■ THINGS TO DO ■
1. According to the quotation in the heat advisory, which groups of people can high temperatures seriously affect? List each group.
2. Copy the heat advisory word for word, from "Date: June 24, 2015" up to and including "and stay informed.".
3. Continue the heat advisory on hot weather in Klamath County from the point where it stops.

■ TEXT UNDER STUDY ■
────────────────────────────────────────
Date: June 24, 2015
Media Contact: James Carey and Ramona Quinn Phone: 541-883-1122
According to the National Weather Service Klamath County will experience an unusually long period of hot weather, reaching into July. Our expected high temperatures Friday and Saturday may reach 92 TO 102.
High temperatures can affect your health
Residents are advised to stay cool, stay hydrated, and stay informed.
Klamath County Public Health officials urge people across the county to take precautions as temperatures soar. Extremely high or unusually hot temperatures can affect your health. On average, 675 deaths from extreme heat events occur each year in the United States.
“High temperatures can seriously impact the health of the elderly, those who work or exercise outdoors, infants and children, the homeless or poor, and people with a chronic medical condition,” said [Ramona Quinn, Klamath County Public Health Emergency Preparedness Manager]. “Drinking plenty of fluids, limiting outdoor activity and staying cool can reduce a person’s risk for heat exhaustion and heat stroke.”
Take the necessary precautions to prevent serious health effects such as heat exhaustion or heat stroke:
• Stay in air-conditioned buildings.
• Do not rely on a fan as your primary cooling device.
• Limit outdoor activity, especially midday when it is the hottest part of the day, and avoid direct sunlight.
• Wear loose, lightweight, light-colored clothing.
• Take cool showers or baths to lower your body temperature.
────────────────────────────────────────
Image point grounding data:
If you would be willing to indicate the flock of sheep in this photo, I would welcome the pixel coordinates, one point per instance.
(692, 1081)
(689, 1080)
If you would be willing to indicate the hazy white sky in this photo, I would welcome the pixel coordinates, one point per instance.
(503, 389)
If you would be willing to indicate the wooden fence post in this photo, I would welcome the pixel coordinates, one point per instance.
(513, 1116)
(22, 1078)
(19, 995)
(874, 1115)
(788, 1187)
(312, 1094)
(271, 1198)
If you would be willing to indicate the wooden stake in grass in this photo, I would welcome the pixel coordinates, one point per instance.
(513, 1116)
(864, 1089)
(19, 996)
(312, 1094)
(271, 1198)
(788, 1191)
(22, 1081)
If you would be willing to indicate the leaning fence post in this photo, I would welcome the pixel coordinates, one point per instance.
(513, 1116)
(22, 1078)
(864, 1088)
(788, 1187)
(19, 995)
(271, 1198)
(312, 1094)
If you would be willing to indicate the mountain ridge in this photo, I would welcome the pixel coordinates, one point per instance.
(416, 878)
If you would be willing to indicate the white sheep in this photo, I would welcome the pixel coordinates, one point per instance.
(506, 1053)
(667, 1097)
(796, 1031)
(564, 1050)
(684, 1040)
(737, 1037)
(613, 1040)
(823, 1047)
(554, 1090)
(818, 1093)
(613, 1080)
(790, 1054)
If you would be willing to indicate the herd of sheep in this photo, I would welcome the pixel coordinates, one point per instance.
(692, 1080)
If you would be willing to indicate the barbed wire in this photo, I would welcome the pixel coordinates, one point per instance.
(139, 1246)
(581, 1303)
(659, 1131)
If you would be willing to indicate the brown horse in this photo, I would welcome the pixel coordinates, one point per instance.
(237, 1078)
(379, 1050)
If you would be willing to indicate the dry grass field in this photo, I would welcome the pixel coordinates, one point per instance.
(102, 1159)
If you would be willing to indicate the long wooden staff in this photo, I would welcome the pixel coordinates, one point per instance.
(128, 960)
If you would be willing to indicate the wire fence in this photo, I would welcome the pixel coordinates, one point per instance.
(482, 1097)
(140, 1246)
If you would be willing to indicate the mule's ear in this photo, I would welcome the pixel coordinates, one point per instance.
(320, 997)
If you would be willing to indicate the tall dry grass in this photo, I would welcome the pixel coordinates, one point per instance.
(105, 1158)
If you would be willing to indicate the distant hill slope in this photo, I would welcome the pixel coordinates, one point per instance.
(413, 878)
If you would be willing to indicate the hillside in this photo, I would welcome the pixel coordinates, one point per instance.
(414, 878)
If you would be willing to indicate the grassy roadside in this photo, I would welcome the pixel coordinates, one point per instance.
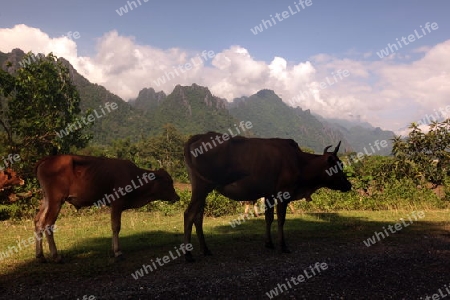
(84, 241)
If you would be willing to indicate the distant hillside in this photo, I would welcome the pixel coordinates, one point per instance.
(193, 109)
(362, 135)
(271, 117)
(148, 99)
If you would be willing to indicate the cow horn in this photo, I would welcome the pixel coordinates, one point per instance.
(326, 149)
(337, 148)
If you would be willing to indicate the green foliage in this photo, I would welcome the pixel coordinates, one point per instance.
(218, 205)
(424, 157)
(39, 100)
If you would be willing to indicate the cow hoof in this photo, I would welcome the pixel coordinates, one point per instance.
(41, 259)
(285, 250)
(270, 245)
(188, 257)
(119, 258)
(57, 259)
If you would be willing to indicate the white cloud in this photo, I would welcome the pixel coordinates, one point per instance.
(374, 90)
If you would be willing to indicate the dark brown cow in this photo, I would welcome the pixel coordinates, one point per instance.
(86, 180)
(9, 178)
(249, 168)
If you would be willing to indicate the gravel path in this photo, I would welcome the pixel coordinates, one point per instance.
(391, 269)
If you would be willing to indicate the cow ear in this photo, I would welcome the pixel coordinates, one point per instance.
(331, 160)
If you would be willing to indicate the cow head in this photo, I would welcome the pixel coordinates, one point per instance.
(334, 177)
(163, 185)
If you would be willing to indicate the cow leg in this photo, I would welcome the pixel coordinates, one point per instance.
(198, 221)
(194, 214)
(45, 222)
(38, 234)
(116, 218)
(268, 214)
(281, 218)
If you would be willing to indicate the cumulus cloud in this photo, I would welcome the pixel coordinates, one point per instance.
(379, 91)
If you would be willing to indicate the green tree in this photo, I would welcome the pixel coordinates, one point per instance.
(424, 157)
(37, 101)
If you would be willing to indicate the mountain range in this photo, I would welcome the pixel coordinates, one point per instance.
(194, 109)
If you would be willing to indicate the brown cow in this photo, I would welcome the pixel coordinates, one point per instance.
(9, 178)
(249, 168)
(86, 180)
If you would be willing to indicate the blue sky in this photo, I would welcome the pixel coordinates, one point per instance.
(292, 56)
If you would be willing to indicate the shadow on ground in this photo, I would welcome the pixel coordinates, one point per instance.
(409, 264)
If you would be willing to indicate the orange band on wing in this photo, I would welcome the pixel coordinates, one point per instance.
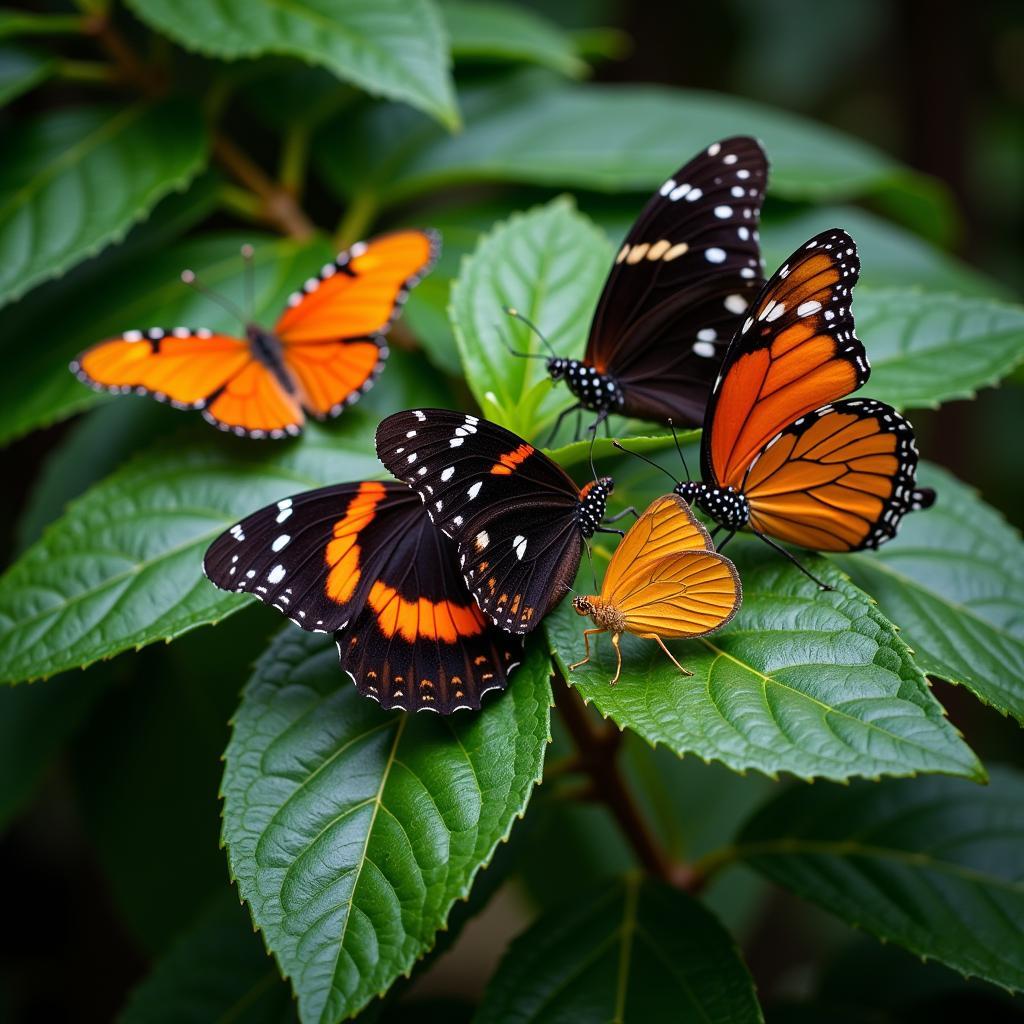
(423, 619)
(342, 552)
(507, 463)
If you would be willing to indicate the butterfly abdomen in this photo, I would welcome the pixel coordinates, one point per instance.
(596, 391)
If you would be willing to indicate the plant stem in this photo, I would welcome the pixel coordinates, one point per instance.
(279, 205)
(598, 757)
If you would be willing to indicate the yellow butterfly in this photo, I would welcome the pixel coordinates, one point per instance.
(665, 580)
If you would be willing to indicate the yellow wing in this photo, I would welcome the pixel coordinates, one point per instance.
(666, 528)
(685, 595)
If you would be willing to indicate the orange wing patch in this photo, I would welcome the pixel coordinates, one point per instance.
(343, 551)
(796, 352)
(181, 367)
(838, 480)
(507, 463)
(254, 402)
(422, 619)
(359, 294)
(331, 374)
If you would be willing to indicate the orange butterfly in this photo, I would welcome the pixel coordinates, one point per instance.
(780, 455)
(326, 349)
(665, 580)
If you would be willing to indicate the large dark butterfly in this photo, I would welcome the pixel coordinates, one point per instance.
(516, 517)
(780, 454)
(364, 561)
(679, 288)
(325, 350)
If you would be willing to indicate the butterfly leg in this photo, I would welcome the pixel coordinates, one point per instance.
(619, 515)
(793, 558)
(587, 634)
(660, 643)
(561, 416)
(615, 637)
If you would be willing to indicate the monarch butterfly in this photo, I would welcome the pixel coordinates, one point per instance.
(780, 454)
(665, 580)
(679, 287)
(364, 562)
(517, 518)
(325, 350)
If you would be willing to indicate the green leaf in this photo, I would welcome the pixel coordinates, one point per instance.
(931, 864)
(814, 683)
(38, 389)
(532, 128)
(35, 724)
(953, 580)
(80, 178)
(549, 263)
(928, 348)
(633, 951)
(22, 70)
(505, 32)
(890, 256)
(123, 566)
(351, 830)
(392, 48)
(145, 773)
(217, 971)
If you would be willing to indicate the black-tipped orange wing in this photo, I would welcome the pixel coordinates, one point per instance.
(838, 479)
(796, 351)
(364, 562)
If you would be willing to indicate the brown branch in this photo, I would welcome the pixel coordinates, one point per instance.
(280, 206)
(598, 758)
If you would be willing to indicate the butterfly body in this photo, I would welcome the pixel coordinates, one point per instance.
(517, 518)
(322, 354)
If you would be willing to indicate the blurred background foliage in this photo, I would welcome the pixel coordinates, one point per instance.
(120, 787)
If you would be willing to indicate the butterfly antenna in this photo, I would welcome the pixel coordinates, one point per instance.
(515, 314)
(247, 254)
(679, 449)
(188, 276)
(643, 458)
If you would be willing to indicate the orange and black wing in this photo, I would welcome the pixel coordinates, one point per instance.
(796, 351)
(511, 511)
(195, 369)
(333, 330)
(364, 562)
(838, 479)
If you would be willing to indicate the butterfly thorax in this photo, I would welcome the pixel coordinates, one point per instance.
(726, 506)
(266, 347)
(595, 390)
(593, 502)
(607, 616)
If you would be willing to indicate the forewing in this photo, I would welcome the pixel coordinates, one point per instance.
(838, 479)
(359, 294)
(509, 508)
(667, 527)
(682, 282)
(685, 595)
(796, 351)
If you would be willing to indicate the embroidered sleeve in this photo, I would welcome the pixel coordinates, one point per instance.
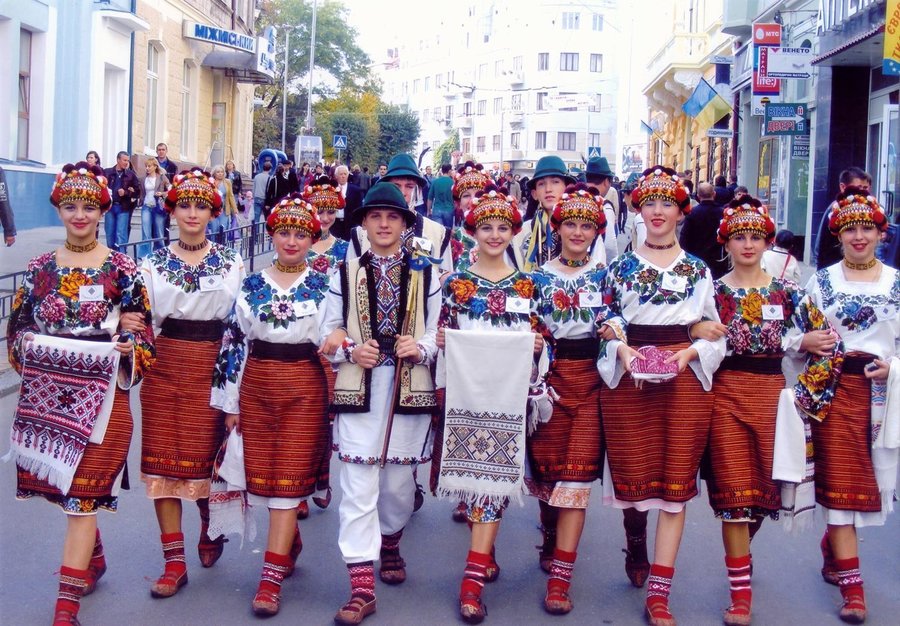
(135, 299)
(818, 382)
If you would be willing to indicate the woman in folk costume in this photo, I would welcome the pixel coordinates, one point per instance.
(762, 318)
(470, 179)
(78, 291)
(656, 429)
(273, 333)
(368, 303)
(856, 446)
(482, 297)
(192, 285)
(565, 452)
(325, 255)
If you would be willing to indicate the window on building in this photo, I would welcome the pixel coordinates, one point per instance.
(565, 141)
(571, 20)
(152, 113)
(188, 123)
(568, 61)
(24, 121)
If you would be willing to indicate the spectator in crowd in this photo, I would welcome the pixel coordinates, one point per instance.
(440, 197)
(828, 246)
(778, 260)
(724, 195)
(6, 215)
(125, 190)
(698, 235)
(260, 182)
(235, 177)
(162, 157)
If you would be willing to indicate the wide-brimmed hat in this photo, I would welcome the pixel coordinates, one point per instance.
(403, 166)
(384, 195)
(550, 166)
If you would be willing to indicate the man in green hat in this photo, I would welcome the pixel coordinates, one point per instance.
(378, 502)
(403, 173)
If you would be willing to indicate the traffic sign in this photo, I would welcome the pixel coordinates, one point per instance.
(788, 62)
(786, 118)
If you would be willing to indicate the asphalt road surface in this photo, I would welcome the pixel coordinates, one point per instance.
(786, 584)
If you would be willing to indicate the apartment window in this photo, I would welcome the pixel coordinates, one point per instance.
(568, 61)
(24, 122)
(187, 110)
(571, 20)
(152, 114)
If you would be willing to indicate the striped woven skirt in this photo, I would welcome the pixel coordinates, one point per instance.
(95, 483)
(655, 436)
(181, 433)
(568, 446)
(285, 429)
(845, 476)
(742, 443)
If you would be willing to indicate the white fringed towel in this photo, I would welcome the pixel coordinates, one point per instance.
(488, 374)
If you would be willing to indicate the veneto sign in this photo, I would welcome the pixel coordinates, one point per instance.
(220, 36)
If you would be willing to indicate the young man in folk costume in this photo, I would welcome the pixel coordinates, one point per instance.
(404, 174)
(369, 304)
(537, 243)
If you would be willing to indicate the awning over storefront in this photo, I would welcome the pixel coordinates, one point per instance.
(866, 49)
(241, 66)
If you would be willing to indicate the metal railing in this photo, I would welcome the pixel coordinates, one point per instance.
(250, 240)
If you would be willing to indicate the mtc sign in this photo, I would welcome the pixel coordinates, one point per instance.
(786, 118)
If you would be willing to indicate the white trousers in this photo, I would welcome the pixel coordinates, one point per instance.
(375, 501)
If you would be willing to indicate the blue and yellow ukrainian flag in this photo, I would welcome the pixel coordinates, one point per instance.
(705, 105)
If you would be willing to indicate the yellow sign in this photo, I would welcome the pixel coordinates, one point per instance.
(891, 64)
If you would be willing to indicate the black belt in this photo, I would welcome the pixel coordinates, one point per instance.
(288, 352)
(856, 364)
(192, 330)
(752, 364)
(578, 349)
(657, 335)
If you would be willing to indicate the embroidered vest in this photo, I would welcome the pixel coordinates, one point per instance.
(352, 388)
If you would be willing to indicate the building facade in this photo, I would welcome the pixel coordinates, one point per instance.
(517, 80)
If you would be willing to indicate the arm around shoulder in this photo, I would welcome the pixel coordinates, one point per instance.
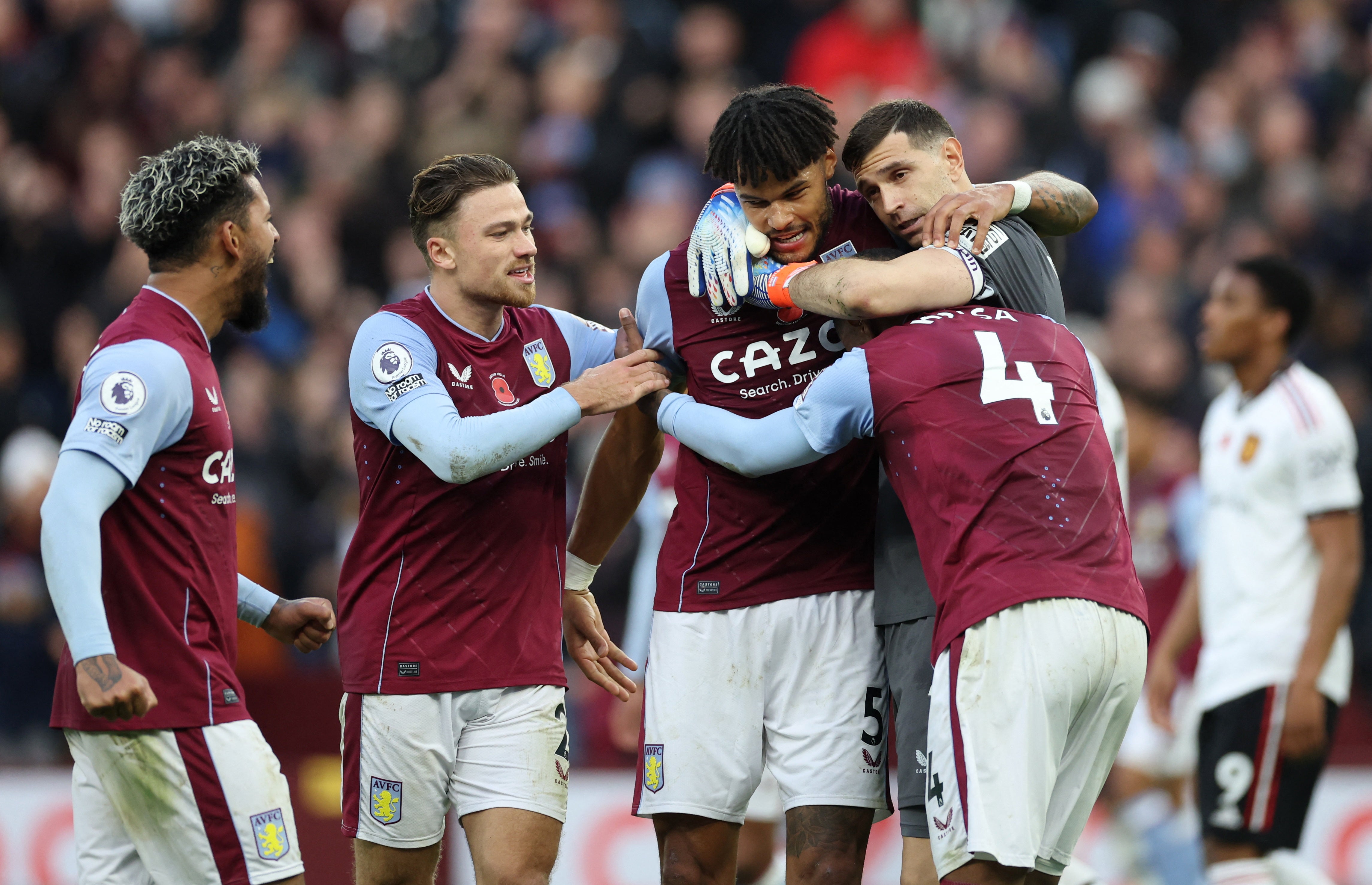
(1058, 205)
────────────────────────────────────────
■ RESULTS ■
1.
- the elderly
- those who work or exercise outdoors
- infants and children
- the homeless or poor
- people with a chronic medical condition

2.
Date: June 24, 2015
Media Contact: James Carey and Ramona Quinn Phone: 541-883-1122
According to the National Weather Service Klamath County will experience an unusually long period of hot weather, reaching into July. Our expected high temperatures Friday and Saturday may reach 92 TO 102.
High temperatures can affect your health
Residents are advised to stay cool, stay hydrated, and stay informed.

3.
• Drink more than usual and don’t wait until you’re thirsty to drink.
• Drink from two to four cups of water every hour while working or exercising outside.
• Avoid alcohol or liquids containing high amounts of sugar.
• Make sure your family, friends and neighbors are drinking enough water.
• Check on at-risk friends, family and neighbors at least twice a day.
If you must be out in the heat:
- Limit your outdoor activity to morning and evening hours.
- Cut down on exercise. If you must exercise, drink two to four glasses of cool, nonalcoholic fluids each hour.
- A sports beverage can replace the salt and minerals you lose in sweat. Warning: If you are on a low-salt diet, talk with your doctor before drinking a sports beverage. Remember the warning in the first “tip” (above), too.
- Try to rest often in shady areas.
- Protect yourself from the sun by wearing a wide-brimmed hat (also keeps you cooler) and sunglasses and by putting on sunscreen of SPF 15 or higher (the most effective products say “broad spectrum” or “UVA/UVB protection” on their labels).
JUST A REMINDER: Don’t leave your pet alone in the car on a warm day
- Despite the warnings, every year, pets die after their owners leave them in a parked car that overheats. Within just a few minutes, a car can get extremely shot, stifling, and deadly. Dr. Ernie Ward did an experiment on a warm summer’s day in which he sat in a parked car with the windows cracked. He wanted to see just how hot it would get. Within 30 minutes it was 117 degrees inside the car. “Never, ever leave your dog in a parked car on a warm day,” he pleads at the end of the video he made to document his experience. That goes for any pet, by the way!
This information provided by the Center of Disease Control and Prevention (CDC).